What needs to be done. Write every line of the material again exactly, with no pictures in the copy.
-------- Data under study --------
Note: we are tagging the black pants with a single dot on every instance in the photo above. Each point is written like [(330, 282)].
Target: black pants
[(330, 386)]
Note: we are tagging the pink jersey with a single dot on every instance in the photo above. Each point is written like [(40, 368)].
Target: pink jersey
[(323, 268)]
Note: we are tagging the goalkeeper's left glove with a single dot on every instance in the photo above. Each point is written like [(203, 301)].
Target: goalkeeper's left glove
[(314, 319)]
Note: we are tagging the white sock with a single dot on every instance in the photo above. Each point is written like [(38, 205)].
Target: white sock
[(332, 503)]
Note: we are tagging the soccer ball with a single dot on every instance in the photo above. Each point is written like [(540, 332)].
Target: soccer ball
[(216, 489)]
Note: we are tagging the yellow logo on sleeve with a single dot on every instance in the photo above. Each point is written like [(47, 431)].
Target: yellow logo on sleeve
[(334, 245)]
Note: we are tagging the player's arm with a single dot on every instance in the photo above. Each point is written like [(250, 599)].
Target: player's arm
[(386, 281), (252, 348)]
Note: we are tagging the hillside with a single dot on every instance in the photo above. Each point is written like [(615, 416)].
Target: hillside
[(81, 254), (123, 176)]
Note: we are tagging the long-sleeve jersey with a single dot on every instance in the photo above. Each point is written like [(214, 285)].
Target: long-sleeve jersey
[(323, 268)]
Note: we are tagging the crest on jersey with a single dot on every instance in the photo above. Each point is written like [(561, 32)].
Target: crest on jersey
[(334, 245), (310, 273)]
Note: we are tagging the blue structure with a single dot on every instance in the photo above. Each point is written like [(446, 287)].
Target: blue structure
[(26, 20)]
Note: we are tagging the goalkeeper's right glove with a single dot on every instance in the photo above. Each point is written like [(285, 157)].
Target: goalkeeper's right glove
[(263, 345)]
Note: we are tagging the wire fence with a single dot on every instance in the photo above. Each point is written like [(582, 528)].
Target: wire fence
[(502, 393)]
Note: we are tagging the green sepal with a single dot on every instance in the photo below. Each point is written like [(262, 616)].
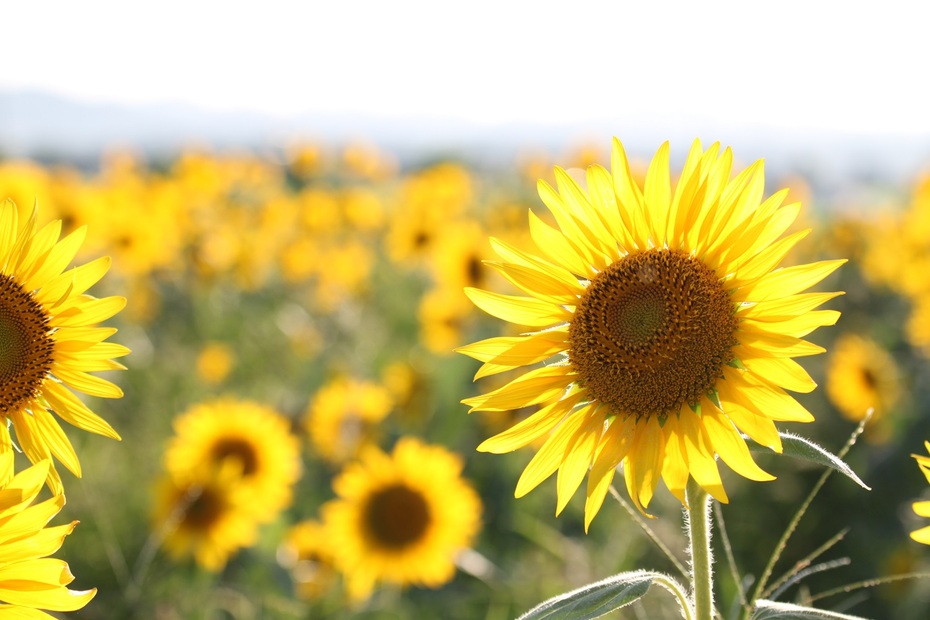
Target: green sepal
[(595, 599), (806, 450), (772, 610)]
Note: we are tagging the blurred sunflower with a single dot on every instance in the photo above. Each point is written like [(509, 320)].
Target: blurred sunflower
[(922, 509), (251, 438), (30, 581), (210, 517), (861, 375), (307, 553), (50, 341), (343, 417), (401, 518), (670, 328)]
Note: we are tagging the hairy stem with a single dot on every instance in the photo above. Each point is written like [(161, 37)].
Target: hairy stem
[(702, 577)]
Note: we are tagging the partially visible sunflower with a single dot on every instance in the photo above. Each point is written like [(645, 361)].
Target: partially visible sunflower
[(342, 417), (401, 518), (308, 555), (50, 340), (667, 327), (210, 517), (862, 375), (922, 509), (29, 580), (251, 437)]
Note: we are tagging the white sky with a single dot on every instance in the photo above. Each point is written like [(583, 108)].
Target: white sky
[(819, 65)]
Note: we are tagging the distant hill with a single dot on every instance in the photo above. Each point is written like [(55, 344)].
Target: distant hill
[(51, 127)]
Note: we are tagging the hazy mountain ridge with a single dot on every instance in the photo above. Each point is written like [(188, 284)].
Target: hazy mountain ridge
[(52, 127)]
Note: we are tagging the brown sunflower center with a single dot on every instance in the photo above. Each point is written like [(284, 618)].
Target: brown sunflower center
[(397, 516), (652, 332), (26, 346), (238, 449)]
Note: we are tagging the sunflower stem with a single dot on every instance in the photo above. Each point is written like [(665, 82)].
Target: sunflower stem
[(697, 519)]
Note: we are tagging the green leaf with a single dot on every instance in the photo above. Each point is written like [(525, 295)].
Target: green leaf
[(807, 450), (770, 610), (595, 599)]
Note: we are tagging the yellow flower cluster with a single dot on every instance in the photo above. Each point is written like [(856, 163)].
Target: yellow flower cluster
[(231, 467)]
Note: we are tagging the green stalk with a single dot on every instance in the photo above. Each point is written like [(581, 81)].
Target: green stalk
[(702, 576)]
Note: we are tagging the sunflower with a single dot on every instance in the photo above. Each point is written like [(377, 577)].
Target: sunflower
[(29, 580), (308, 555), (251, 437), (50, 341), (922, 509), (861, 375), (667, 327), (401, 518), (343, 417), (210, 517)]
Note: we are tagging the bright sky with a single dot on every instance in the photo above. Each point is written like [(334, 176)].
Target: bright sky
[(818, 65)]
--------
Answer to this exercise.
Note: we are tagging the black pants with a single dot on every instance in the photo above. Each point is written like [(330, 282)].
Target: black pants
[(330, 386)]
Note: we are tagging the pink jersey with a single dot on every instance in the photo above. Each point is written like [(40, 368)].
Target: pink jersey
[(323, 268)]
Note: we are tagging the goalkeeper's left glove with a single dot on every instance in the photo above. Each point is written like [(203, 301)].
Target: goalkeeper's left glove
[(314, 319)]
Note: we are tagging the white sock with a single dot on every instance in the photo above. Each point is written like [(38, 205)].
Target: white sock
[(332, 503)]
Note: we are tagging the soccer ball with a single dot on every instance in the photo above. Each point is written like [(540, 332)].
Target: soccer ball
[(216, 489)]
Note: we are tagging the yellow logo on sleeve with a single dot on every instance in the photo above. Each point is written like [(47, 431)].
Target: yellow logo on sleeve
[(334, 245)]
Note: we are tagging the player's arm with a single dot on every instance in the photo above. Each point is written like [(250, 599)].
Target: player's arm
[(386, 281), (252, 348)]
Note: we are tagging the hillside with a single dot on every instance in the photo above. Each point is written like [(615, 416)].
Target: hillside
[(81, 254), (123, 176)]
Note: we are tagging the long-sleeve jersey with a single dot on every instance in the photo above. Each point is written like [(214, 285)].
Target: long-sleeve jersey
[(323, 268)]
Note: we are tagging the crest on jersey with a single dot on every instance in the photo above. Each point is written like [(561, 32)].
Target: crest on jersey
[(334, 245), (310, 273)]
Note: we are tagging the blue structure with a single dot on every instance in the photo above. Each point is written like [(446, 287)].
Target: blue structure
[(26, 20)]
Note: we are tagging the goalkeeper's right glove with a single dot on every instance in the photo above. Each point is written like [(285, 157)].
Target: goalkeeper's right glove
[(263, 345)]
Note: we are tagging the wire fence with a single dot on every instance in the photo above. Each point is written like [(582, 528)].
Target: wire fence
[(502, 393)]
Note: we are tagging the green sepal with a single dot on every instance in the photo below. Each point is written like [(262, 616)].
Target: green sepal
[(595, 599), (806, 450), (772, 610)]
Note: we are tagging the blurred sunflower with a single dot on every instance in the photo above. Each point is written like [(509, 320)].
Target: blurred sunflower
[(922, 509), (251, 438), (30, 581), (210, 517), (861, 375), (307, 553), (50, 341), (343, 417), (401, 518), (670, 328)]
Note: we are tagging the hairy stem with a single dot on every instance in the photo above. Each point is written like [(161, 37)].
Target: hairy stem
[(702, 577)]
Note: we are tagging the partially visible sunflower with a single dot on every instance in the photo above. Each point is written like [(645, 361)].
Target: partially visible sunflower
[(342, 417), (401, 518), (308, 555), (50, 340), (667, 327), (210, 517), (862, 375), (922, 509), (29, 580), (251, 437)]
Note: we are tagging the white sky with a single dot on every instance in the photo above. Each point is written like [(583, 108)].
Target: white sky
[(819, 65)]
Note: we are tagging the distant hill with a single dot on every instance in the photo above. Each point is written like [(55, 344)].
Target: distant hill
[(51, 127)]
Note: we are tagging the hazy mountain ridge with a single dot on every instance in the photo above. Each point is written like [(188, 284)].
Target: hazy mountain ridge
[(52, 127)]
Note: we are tagging the brown sunflower center with a single dot on every instance in the photo above. Each point is written like [(284, 618)].
Target: brown sunflower center
[(397, 516), (652, 332), (26, 346), (238, 449)]
Note: we are tagging the sunflower stem with a single dot on every instance in the photo above. Each point is written like [(665, 82)].
Target: sunflower stem
[(697, 519)]
Note: we are tagging the green leaf with a single dot on every instance in the photo above. Each point is written like [(525, 295)].
Target: green leaf
[(807, 450), (770, 610), (595, 599)]
Note: we are tagging the yellow flower cluster with a single dot on every instance in the photo above. Each point is written like [(856, 163)].
Target: yellow flower cluster
[(231, 467)]
Note: we are tagging the green stalk with a single dot on every instance in the photo above. Each point is written like [(581, 81)].
Target: green stalk
[(702, 576)]
Note: we are tagging the sunflower with a single dot on every instance in the photo above. Each point is written like [(377, 577)].
Target: sunflower
[(29, 580), (308, 555), (251, 437), (50, 341), (922, 509), (861, 375), (667, 327), (401, 518), (343, 417), (210, 517)]
Note: we are tagging the bright sky with a single dot on every instance in the photo above. Each point is written like [(334, 176)].
Target: bright sky
[(818, 65)]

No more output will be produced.